Text block:
Sizzlers are also good grub after a safari chicken or buff served on a sizzling
skillet.
I never saw a tiger but I know there out there along with
many other animals in one of the few bastions of habitat remaining on the
subcontinent. These great animals rival those of Africa but are pushed into
limited strips strung together like emeralds so tigers and elephants can move from
place to place freely. Chitwan holds a special spot in my heart and part of me
remains there prowling for supper under a hazy yellow moon.
Lumbini Zucchini
The Lumbini bus was a local all the way, a small tan vehicle
with puddles of liquid on each seat. The ride was long trundling through a
sequence of Terai cities all with wide dirty streets and dilapidated buildings
with Newari style facades. Not the great architecture but the peasant designs
tiled houses with balcony rooftops. Rickshaws packed the streets some bicycle
driven and other carriages pulled by barefoot men. Every hundred yards the same
scene endlessly loops; men selling oranges by the roadway or women banging on
the side of the bus trying to hawk roasted ears of maize. Billboards advertise
study abroad programs in Japan which doesn’t seem possible when I look out my
window. This is a typically Indian way of life in fact the Terai has ties with
the Indian plains across the border. The bus lumbered over a surprising segment
of hills before descending into smaller Terai towns no more salubrious than the
cities only smaller and maybe poorer. My god it was the dustiest place on earth
with the ubiquitous acrid smell of burning trash which is always present in
India. At one point the driver shouted for the Lumbini passengers to unload and
board a larger jam packed local which trundled into Lumbini bazaar an hour
later. First impressions Lumbini Zucchini! No wonder Buddha split although he
might have considered going north but instead became a jungle ascetic merging
with the astral plane. It might have been the saddest town on the whole line
with smog stained Buddha statue meditating on a pile of trash. The road
followed the endless dingy yellow wall with a river of trash strewn at its
base. This was the barrier of the Lumbini Develop Zone which held all the
monasteries I would never see and the birthplace of Buddha Gautama. I hopped
off the bus stretched my legs and turned down the DUSTY main street in search
of lodgings, singing the Weight, “Pulled into Nazareth.” Although it was Lonely
Planet recommended I didn’t like my first option since Lumbini seemed
depressing enough I wanted nicer digs so I opted for a tourist hotel across
from the archway of the compound. My interactions with human beings were
bizarre and made me ruminate on possibilities of aliens in Lumbini. The hotel
clerk had dewy vacant eyes like he wasn’t really there asking me to sign the
register.

Data section:
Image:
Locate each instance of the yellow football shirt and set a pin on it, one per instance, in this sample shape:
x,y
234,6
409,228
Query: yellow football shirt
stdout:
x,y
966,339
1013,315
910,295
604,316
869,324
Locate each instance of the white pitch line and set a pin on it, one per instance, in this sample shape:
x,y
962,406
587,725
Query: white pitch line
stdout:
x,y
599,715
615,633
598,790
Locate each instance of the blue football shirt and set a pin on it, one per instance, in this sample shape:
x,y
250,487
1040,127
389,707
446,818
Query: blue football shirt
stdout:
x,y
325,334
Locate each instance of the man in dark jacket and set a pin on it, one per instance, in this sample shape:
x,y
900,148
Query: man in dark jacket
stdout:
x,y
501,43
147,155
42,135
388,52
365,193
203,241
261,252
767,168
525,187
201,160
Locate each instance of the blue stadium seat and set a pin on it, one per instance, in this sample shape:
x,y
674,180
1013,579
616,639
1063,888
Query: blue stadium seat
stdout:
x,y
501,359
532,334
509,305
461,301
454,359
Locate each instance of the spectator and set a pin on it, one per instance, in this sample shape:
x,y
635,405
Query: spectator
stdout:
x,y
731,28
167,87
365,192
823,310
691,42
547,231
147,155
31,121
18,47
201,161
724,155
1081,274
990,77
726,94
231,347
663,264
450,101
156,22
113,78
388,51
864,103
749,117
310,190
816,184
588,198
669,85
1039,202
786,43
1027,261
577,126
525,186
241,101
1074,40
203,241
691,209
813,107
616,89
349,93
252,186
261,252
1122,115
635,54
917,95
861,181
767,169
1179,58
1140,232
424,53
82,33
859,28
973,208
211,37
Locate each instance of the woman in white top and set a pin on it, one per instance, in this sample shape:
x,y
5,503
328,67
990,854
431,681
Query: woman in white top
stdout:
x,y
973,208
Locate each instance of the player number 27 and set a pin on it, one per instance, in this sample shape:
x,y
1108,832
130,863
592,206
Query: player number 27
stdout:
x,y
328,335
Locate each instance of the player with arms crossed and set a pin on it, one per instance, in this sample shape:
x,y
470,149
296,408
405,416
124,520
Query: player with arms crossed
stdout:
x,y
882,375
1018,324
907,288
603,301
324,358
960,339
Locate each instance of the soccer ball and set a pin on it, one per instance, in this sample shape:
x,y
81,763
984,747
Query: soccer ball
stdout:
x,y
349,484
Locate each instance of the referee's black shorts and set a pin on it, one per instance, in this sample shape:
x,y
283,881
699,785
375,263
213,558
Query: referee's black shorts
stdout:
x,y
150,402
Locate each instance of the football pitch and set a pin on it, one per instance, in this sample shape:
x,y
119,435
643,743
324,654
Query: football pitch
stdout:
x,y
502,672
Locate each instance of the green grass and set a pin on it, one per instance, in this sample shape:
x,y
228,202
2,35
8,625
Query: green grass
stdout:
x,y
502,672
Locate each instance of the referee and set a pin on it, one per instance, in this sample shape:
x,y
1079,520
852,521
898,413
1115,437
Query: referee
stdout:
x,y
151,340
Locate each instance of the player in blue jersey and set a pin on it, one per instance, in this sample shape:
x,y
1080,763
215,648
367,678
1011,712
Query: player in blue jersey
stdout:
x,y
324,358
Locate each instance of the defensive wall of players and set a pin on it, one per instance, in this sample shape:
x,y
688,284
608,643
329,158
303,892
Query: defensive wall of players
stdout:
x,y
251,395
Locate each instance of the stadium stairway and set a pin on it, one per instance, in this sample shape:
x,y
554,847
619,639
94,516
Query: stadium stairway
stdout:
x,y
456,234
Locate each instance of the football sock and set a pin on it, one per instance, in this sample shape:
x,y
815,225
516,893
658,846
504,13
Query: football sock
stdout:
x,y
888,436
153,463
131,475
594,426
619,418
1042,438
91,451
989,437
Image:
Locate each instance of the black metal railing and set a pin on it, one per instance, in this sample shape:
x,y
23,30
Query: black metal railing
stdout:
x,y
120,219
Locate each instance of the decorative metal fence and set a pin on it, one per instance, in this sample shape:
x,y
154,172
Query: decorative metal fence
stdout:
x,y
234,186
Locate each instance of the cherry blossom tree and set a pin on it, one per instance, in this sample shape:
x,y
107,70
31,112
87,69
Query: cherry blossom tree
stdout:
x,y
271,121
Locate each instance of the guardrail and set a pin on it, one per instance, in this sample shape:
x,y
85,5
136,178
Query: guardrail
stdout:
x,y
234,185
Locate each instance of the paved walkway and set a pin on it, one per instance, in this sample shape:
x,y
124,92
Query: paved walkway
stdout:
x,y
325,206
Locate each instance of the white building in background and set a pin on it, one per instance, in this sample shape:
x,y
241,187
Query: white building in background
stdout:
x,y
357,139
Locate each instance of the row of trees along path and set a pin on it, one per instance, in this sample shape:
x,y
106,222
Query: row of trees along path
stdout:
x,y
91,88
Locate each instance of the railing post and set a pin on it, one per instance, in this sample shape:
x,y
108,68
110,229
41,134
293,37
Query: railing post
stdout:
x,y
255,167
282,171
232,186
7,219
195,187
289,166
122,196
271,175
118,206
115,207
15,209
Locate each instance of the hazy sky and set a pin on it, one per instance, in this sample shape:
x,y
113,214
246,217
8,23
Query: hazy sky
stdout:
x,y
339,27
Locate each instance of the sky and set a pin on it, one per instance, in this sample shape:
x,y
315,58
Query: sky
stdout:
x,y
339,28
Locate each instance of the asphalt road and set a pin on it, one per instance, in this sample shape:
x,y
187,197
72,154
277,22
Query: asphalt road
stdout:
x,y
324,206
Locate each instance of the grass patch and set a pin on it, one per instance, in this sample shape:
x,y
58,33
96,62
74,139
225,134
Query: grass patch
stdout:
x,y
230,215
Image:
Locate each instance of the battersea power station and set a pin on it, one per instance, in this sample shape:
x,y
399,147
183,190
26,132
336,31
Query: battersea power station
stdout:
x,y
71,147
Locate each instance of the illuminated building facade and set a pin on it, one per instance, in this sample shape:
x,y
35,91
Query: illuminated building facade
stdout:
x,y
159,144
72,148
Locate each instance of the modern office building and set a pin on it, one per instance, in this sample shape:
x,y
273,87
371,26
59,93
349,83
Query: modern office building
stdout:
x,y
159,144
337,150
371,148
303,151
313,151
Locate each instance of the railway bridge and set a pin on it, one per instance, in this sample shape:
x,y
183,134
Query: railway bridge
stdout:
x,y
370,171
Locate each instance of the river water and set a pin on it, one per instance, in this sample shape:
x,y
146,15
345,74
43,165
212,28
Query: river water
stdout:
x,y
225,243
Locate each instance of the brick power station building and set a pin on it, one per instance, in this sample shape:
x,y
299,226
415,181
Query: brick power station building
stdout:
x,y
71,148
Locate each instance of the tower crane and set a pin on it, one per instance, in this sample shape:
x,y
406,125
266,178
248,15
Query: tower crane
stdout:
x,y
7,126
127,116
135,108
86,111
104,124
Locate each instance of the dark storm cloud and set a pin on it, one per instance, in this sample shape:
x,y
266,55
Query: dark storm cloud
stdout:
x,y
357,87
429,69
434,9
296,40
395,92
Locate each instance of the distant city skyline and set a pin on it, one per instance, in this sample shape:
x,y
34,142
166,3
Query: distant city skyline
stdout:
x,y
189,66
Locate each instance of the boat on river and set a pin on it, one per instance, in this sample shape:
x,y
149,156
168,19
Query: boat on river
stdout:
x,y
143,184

Job 1:
Quote the travel account starting at "Sizzlers are also" and ending at "hazy yellow moon.".
Job 2:
According to the travel account, why did the narrator pass up the first lodging option in favor of a tourist hotel? Answer in one to three sentences.
Rely only on the travel account for your answers.

Worked answer 1:
Sizzlers are also good grub after a safari chicken or buff served on a sizzling
skillet.
I never saw a tiger but I know there out there along with
many other animals in one of the few bastions of habitat remaining on the
subcontinent. These great animals rival those of Africa but are pushed into
limited strips strung together like emeralds so tigers and elephants can move from
place to place freely. Chitwan holds a special spot in my heart and part of me
remains there prowling for supper under a hazy yellow moon.

Worked answer 2:
Lumbini seemed depressing enough that the narrator wanted nicer lodgings. So even though the first option was recommended by Lonely Planet, the narrator picked a tourist hotel across from the archway of the compound.